* **Written problem**: In the records, take the lines from the one with "ornamental shrub border." through the end of the records. Switch "confirming" to "matching" in them and give back only those lines, with nothing else changed.

# Record set start

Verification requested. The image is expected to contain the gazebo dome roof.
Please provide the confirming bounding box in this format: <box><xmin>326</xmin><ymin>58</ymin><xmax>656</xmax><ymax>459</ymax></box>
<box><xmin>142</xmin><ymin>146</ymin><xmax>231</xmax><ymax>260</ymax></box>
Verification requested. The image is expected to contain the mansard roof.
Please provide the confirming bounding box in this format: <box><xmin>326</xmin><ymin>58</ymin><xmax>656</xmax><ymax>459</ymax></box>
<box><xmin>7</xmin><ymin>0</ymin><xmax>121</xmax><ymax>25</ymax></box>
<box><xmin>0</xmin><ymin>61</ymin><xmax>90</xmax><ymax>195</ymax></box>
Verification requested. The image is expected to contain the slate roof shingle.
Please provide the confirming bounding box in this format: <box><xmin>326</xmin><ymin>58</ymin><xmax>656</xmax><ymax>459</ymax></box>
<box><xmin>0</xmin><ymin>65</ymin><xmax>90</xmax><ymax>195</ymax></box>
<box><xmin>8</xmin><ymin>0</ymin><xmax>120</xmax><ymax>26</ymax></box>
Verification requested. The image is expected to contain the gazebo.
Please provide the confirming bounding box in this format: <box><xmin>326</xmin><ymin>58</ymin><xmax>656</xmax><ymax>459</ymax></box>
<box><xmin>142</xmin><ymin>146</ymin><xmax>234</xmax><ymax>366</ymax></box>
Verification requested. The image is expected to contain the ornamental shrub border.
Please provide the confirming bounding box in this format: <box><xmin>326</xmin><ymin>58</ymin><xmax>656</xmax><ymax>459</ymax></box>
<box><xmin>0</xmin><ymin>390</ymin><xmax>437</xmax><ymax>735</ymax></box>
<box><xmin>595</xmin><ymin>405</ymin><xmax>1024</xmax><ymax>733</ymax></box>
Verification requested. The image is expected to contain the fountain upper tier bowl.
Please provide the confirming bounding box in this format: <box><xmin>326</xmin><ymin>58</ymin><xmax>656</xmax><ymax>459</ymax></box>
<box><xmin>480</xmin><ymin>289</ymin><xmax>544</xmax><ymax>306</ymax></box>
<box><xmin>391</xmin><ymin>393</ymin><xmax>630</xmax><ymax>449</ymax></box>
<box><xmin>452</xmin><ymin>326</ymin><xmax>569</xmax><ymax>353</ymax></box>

# Record set end

* **Written answer**:
Verification requested. The image is expected to contain the ornamental shrub border.
Please provide the matching bounding box in this format: <box><xmin>326</xmin><ymin>58</ymin><xmax>656</xmax><ymax>459</ymax></box>
<box><xmin>0</xmin><ymin>390</ymin><xmax>437</xmax><ymax>735</ymax></box>
<box><xmin>595</xmin><ymin>405</ymin><xmax>1024</xmax><ymax>733</ymax></box>
Verification requested. The image is expected to contain the fountain upper tier bowl.
Please provide the matching bounding box in this format: <box><xmin>326</xmin><ymin>58</ymin><xmax>656</xmax><ymax>459</ymax></box>
<box><xmin>480</xmin><ymin>289</ymin><xmax>544</xmax><ymax>306</ymax></box>
<box><xmin>391</xmin><ymin>393</ymin><xmax>630</xmax><ymax>449</ymax></box>
<box><xmin>452</xmin><ymin>326</ymin><xmax>569</xmax><ymax>353</ymax></box>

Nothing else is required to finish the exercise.